Selected excerpt >>
++++++++++++++++++++

In programming contests, some algorithms and techniques get more emphasis than they do in school or in professional programming work. One such technique is dynamic programming. CP3 has this to say about dynamic programming:
This technique was not known before 1940s, nor frequently used in ICPCs or IOIs before mid 1990s, but it is considered a definite prerequisite today. As an illustration: There were ≥3 DP problems (out of 11) in the recent ICPC World Finals 2010.
As you might expect for such a popular competitive programming topic, uHunt has twenty-one starred problems, divided into seven sub-categories, for dynamic programming practice. As I make my way through that list, I’ll be writing about a selection of these problems. Today I’ll cover the first one, UVa 787: Maximum Sub-sequence Product.

++++++++++++++++++++

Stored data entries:
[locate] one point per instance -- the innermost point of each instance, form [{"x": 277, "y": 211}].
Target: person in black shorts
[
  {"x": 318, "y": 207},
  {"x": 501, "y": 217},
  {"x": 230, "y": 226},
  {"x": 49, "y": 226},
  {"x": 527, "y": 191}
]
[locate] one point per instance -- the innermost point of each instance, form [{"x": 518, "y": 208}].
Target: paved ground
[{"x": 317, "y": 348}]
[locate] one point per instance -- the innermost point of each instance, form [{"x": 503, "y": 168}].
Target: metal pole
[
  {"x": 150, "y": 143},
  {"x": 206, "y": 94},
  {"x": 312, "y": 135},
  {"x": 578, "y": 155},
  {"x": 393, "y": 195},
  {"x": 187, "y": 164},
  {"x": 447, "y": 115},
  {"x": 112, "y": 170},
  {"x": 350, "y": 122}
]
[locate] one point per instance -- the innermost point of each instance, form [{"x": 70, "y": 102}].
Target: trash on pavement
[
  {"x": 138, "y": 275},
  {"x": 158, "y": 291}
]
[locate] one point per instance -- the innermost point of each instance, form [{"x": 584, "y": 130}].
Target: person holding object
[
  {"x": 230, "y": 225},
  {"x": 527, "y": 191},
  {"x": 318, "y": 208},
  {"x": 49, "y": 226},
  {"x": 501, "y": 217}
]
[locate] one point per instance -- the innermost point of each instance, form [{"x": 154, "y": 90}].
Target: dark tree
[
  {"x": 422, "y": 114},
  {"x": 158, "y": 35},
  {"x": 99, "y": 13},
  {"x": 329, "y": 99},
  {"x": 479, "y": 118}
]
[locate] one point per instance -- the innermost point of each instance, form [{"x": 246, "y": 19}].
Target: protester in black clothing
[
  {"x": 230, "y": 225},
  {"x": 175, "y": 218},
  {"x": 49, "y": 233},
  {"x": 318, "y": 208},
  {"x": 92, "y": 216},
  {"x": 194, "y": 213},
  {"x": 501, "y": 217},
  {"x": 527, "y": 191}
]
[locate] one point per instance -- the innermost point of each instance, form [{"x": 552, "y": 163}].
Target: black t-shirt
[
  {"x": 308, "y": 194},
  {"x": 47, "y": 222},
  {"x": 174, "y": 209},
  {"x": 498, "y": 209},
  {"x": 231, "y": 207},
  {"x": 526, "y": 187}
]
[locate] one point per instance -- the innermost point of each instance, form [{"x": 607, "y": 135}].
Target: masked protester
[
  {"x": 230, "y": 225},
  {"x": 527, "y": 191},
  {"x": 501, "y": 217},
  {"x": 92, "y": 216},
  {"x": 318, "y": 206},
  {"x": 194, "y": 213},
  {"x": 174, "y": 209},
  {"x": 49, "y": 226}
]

++++++++++++++++++++

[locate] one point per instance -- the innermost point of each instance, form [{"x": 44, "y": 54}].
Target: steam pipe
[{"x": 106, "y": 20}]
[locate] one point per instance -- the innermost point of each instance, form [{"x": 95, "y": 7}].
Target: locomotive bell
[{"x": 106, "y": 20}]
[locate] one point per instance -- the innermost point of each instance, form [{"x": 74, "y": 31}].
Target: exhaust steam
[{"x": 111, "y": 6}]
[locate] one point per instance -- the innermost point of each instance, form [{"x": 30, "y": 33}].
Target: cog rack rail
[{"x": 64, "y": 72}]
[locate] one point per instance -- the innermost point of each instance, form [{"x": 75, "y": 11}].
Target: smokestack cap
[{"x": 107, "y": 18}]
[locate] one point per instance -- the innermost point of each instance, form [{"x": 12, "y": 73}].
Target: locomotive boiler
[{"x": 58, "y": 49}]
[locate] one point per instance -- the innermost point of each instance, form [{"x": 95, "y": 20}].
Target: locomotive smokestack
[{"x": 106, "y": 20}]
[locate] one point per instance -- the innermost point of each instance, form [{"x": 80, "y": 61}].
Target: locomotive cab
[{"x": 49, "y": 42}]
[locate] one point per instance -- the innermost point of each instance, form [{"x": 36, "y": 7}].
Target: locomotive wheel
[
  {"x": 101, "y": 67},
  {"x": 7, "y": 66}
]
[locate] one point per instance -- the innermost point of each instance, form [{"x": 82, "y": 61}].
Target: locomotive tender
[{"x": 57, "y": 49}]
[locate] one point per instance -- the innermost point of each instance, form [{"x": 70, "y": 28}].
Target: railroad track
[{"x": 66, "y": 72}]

++++++++++++++++++++

What to work on >>
- A) Answer these questions about the dynamic programming passage, one per line:
(i) Before which decade was dynamic programming not known, according to the quoted passage?
(ii) How many of the 11 problems in the ICPC World Finals 2010 were DP problems?
(iii) How many starred dynamic programming problems does uHunt have, and into how many sub-categories are they divided?
- B) Transcribe everything in the dynamic programming passage from "In programming contests, some" down to "World Finals 2010.".
This data was drawn from a separate source.

Task-by-task outputs >>
- A)
(i) The 1940s.
(ii) At least 3 (≥3).
(iii) Twenty-one starred problems, divided into seven sub-categories.

- B)
In programming contests, some algorithms and techniques get more emphasis than they do in school or in professional programming work. One such technique is dynamic programming. CP3 has this to say about dynamic programming:
This technique was not known before 1940s, nor frequently used in ICPCs or IOIs before mid 1990s, but it is considered a definite prerequisite today. As an illustration: There were ≥3 DP problems (out of 11) in the recent ICPC World Finals 2010.